— EXERCISE AIM —
Write the next part of the essay about the falling-out with Aada, starting right after its final line.
::: TEXT SECTION :::
I wish that I could have stuck to the boundaries that Aada set for me about not talking to anyone. I really do. It would have made my life a whole lot easier in terms of not upsetting the apple cart. She didn’t recognize that her secrets were big enough to constantly make me sick to my stomach with anxiety… and not because I didn’t tell her. She was too busy to pay attention to all the warning signs that I was going down. I cannot imagine how much a face to face conversation would have helped, but I cannot hope for that anymore. I can only hope that as I move forwards in time, my mind will quiet on its own.
I have been told that my actions were disgusting, that I had a need to prove something by talking about our relationship. I had nothing to prove because all I wanted was relief. I was isolated beyond belief with one friend who wouldn’t really let me have any others, because I couldn’t share what was troubling me to any of them. I chose Michael because I thought… no, I didn’t really think. I was desperate. I couldn’t hold on anymore. He quieted all the anxiety in my mind, but he also caught Aada in a lie. When he did that, one string pulled all the others.
She said I was like a child in a toy store with “you’ll sure as shit get her side, Dagger.” No, that wasn’t delight. That was anger. That was truth pain. That was “if she lies to everyone else, she’ll lie to you, too.” But at least Dagger “isn’t Michelle Obama, for Chrissakes.” My reaction to that line is unprintable, because she knew it would hurt… and it did. That’s because Dagger is precious to me. No one disrespects Dagger in my presence, one so large they identify as the definite article. Michael told me to e-mail them both at the same time, because if they knew each other, it wouldn’t be a big deal. They didn’t, and it was…. especially because the lie snowballed over 12 years to the point that she made me block her on Facebook, ending a relationship I wanted professionally.
I’m just sick over all of it… some days so angry I cannot function that Aada picked up her toys and went home… at others willing to beg and plead like a five year old. I cannot be angry at anyone but me, because apparently if I’d done everything she said the way she said to do it, I’d be sipping coffee on her back porch right now. But is it all really my fault when I told Aada for years that I was anxious and upset? Yes, it really is. The stakes were too high, and I ignored them. I also cannot take anything back.
It is not true that I am the only one at fault for our demise, however. We both did a number on each other when all we really wanted was love… again, not like that. She’s been my muse for 12 years because the only thing more beautiful than her face is her mind… and I met her mind first.
Oh, wait.
::: ENTRIES SHOWN :::
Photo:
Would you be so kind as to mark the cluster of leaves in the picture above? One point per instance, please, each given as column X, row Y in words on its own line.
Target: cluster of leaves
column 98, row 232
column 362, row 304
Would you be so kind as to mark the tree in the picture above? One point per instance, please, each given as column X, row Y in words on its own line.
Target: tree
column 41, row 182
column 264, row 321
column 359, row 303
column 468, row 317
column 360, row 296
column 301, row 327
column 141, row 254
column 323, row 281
:::
— FINAL RESULT —
That’s not true. The first time I saw her picture I was instantly charmed because she looked like a comic book character. Her hair spoke to me. 😛
I hate small talk, so little jokes became heart to heart conversations in which I disconnected from everyone else just to spend more time with her. And because I couldn’t tell anyone about our conversations, when I was with other people I was there but not present. I retreated into myself so fully that even my family had trouble connecting with me, and that was fine with Aada as well. As long as her secrets were safe, who cared what happened to me?
I waited until I got the all clear from her- that there was nothing I could say that would hurt her- before I started talking about the last few years. Then, a few days ago, she told me that wasn’t true. That people in her professional life had told her they were reading my blog and that was dangerous. So, Aada’s work people, welcome aboard, I guess. I wouldn’t have invited you, but now that you’re here, I suppose you can stay… as if I have any control over who reads me at all, or would even know.
Don’t give her any shit, she’s already been through it having to deal with my sorry ass… though that’s what I hear you’ve already been doing- making sure she’s okay. Keep doing it. If she won’t let me love her, then congratulations. It’s your job now. I’m alternately the easiest and hardest act to follow you’ll find.
That’s because I drive her insane, but I’ve had my moments.
And this is where I start to cry and shake, because those moments are precious to me. I will never love like this again because there will be no circumstances in my life like the ones in which we met. You’ll have to go back and read all 12 years because I’m too tired to talk about them today.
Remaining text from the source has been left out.